Problem =>
Answer these questions from the testing notes:
(a) What is Phase 2 targeted at?
(b) According to the notes, what would testing Component 1 require?
(c) For about how many cells should the `[indoor-upload] FAILED` or `NULL_RESULT` lines appear?

#### Quoted passage

Going with the continuation approach because:
1. The probe flag is already in place.
2. Phase 2 is targeted at EnvCells.
3. Real-logger would emit thousands of GfxObj/Setup log lines during landblock streaming, drowning the EnvCell signal.
We can revisit if a future debugging session calls for broader visibility.
---
## 4. Testing strategy
### Unit tests
None for Component 1 — the continuation is straight wiring around an async API; the logic is "if faulted, log; if null result, log." Testing requires either mocking `Task<ObjectMeshData?>` (low value) or running a real WB instance (impractical in unit tests).
### Visual verification (end-to-end)
Component 2's capture procedure is the verification mechanism:
1. Build green.
2. Launch with probe flag on, walk into Holtburg.
3. Confirm `[indoor-upload] FAILED` or `NULL_RESULT` lines appear for ~26 cells.

########
#### Data supplied

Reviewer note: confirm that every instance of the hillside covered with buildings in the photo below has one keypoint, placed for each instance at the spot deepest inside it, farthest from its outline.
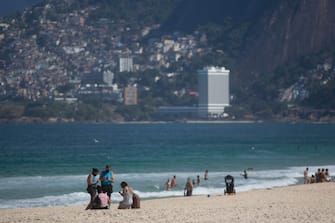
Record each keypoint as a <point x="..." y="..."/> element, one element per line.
<point x="123" y="60"/>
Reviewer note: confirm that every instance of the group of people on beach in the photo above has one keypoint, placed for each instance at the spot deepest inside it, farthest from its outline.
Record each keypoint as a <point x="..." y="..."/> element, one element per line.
<point x="100" y="188"/>
<point x="321" y="175"/>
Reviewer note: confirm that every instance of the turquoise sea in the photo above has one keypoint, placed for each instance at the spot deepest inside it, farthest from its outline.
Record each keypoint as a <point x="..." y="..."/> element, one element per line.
<point x="47" y="164"/>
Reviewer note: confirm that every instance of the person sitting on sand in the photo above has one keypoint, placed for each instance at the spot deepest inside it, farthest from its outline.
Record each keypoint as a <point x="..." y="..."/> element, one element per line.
<point x="188" y="187"/>
<point x="92" y="182"/>
<point x="127" y="194"/>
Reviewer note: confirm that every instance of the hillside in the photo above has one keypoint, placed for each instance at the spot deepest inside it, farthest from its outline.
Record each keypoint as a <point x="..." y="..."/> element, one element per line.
<point x="280" y="53"/>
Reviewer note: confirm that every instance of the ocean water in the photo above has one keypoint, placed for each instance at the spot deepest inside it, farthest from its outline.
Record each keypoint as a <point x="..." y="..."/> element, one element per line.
<point x="47" y="164"/>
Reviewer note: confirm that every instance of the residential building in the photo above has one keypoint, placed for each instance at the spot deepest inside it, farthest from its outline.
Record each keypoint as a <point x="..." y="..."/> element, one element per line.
<point x="126" y="64"/>
<point x="213" y="85"/>
<point x="130" y="95"/>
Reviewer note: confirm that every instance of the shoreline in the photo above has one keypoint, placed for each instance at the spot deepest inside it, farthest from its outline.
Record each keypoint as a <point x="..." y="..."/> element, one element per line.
<point x="296" y="203"/>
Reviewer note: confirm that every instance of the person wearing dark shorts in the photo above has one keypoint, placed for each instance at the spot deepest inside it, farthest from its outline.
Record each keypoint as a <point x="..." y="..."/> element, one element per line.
<point x="107" y="180"/>
<point x="92" y="182"/>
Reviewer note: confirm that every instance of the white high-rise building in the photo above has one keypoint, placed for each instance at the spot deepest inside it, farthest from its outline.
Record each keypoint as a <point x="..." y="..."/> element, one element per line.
<point x="126" y="64"/>
<point x="213" y="91"/>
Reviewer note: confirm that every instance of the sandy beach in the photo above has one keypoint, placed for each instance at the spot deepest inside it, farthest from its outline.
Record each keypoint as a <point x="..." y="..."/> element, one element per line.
<point x="301" y="203"/>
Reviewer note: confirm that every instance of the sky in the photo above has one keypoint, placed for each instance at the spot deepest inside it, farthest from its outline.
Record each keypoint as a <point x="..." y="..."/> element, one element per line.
<point x="8" y="7"/>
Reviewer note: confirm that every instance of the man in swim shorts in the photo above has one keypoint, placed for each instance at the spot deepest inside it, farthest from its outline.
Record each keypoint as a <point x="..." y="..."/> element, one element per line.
<point x="107" y="180"/>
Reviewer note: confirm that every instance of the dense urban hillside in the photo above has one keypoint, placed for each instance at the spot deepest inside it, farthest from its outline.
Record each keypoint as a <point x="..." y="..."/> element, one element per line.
<point x="280" y="53"/>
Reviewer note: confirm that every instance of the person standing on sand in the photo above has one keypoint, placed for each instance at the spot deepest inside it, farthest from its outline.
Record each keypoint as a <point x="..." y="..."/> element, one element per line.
<point x="168" y="184"/>
<point x="188" y="187"/>
<point x="174" y="181"/>
<point x="198" y="180"/>
<point x="107" y="180"/>
<point x="127" y="194"/>
<point x="306" y="179"/>
<point x="206" y="175"/>
<point x="92" y="183"/>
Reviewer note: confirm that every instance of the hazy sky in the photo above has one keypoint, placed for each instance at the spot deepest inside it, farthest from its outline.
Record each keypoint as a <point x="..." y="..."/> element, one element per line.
<point x="8" y="7"/>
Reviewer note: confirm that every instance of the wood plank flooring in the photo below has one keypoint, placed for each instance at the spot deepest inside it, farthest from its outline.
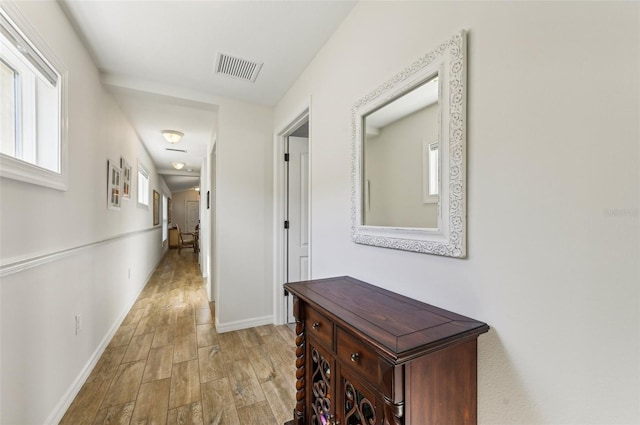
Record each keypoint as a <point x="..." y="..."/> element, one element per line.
<point x="166" y="364"/>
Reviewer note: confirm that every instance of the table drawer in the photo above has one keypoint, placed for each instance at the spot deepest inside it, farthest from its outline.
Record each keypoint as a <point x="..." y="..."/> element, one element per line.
<point x="319" y="327"/>
<point x="361" y="357"/>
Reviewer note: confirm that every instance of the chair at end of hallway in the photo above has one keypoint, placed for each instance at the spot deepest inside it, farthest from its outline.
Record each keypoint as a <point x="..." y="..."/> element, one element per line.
<point x="187" y="240"/>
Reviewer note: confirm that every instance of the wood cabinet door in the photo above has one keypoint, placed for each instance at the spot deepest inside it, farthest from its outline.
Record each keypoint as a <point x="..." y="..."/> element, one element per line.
<point x="357" y="404"/>
<point x="320" y="386"/>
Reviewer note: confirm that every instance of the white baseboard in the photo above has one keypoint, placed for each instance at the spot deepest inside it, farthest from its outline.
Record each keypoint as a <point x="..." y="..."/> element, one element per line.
<point x="61" y="408"/>
<point x="243" y="324"/>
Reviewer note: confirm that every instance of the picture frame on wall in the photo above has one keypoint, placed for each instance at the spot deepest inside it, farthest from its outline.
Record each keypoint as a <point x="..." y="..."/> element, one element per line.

########

Response below =>
(a) EnvCells.
(b) Either mocking `Task<ObjectMeshData?>` or running a real WB instance.
(c) About 26 cells.